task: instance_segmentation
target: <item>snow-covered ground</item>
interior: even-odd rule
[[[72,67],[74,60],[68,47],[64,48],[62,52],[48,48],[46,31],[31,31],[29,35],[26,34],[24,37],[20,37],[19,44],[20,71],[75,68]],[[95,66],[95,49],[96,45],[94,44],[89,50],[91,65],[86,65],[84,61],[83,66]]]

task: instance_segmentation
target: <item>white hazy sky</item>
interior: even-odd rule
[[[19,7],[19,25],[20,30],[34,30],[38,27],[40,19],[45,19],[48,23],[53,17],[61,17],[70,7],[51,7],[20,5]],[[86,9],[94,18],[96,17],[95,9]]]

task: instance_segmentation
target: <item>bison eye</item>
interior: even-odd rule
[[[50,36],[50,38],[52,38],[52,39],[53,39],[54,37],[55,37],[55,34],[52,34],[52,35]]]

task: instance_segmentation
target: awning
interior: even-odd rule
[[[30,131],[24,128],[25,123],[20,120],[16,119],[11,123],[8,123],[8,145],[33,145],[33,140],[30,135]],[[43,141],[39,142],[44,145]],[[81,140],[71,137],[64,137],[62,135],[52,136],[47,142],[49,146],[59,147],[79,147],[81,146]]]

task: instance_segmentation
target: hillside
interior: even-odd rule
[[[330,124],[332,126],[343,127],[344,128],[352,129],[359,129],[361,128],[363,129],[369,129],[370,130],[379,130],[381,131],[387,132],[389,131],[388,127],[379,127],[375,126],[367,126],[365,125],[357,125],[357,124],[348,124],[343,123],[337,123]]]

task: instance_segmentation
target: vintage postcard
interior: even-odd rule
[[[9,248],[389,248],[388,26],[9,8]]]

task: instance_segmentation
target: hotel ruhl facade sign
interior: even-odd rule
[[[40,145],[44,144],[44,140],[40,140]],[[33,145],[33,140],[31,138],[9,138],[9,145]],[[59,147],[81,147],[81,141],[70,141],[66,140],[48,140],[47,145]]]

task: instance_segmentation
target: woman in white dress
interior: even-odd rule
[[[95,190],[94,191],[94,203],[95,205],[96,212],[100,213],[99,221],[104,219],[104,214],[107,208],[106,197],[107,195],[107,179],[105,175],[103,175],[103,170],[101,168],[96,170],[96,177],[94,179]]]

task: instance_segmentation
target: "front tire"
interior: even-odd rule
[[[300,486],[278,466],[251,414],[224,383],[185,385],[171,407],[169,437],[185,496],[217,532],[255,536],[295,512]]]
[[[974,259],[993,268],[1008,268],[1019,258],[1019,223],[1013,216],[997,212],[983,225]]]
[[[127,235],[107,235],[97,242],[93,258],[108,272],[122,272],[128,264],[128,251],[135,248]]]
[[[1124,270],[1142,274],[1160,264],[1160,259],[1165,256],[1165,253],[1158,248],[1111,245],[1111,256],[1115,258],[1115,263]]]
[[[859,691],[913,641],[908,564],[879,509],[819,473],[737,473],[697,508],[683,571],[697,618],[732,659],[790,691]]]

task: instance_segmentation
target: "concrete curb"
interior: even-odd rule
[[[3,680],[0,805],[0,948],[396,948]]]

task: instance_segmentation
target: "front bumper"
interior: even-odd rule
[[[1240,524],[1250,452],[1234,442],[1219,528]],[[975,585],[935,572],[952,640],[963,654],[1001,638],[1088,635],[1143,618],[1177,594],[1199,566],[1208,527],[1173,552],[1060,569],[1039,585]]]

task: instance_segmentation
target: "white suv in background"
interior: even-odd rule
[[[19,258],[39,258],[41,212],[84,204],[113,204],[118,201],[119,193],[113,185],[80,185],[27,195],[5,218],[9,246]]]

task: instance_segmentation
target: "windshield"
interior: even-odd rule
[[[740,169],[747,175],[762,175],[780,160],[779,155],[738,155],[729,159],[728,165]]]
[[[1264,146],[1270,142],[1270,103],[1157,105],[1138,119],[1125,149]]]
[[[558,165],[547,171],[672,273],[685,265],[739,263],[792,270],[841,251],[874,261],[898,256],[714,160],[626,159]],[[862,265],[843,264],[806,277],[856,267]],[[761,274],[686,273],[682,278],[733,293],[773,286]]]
------------------------------------------------
Instruction: How many lines in the rows above contain the string "white", counting only matches with the same case? Reply with the number alone.

Right answer: 3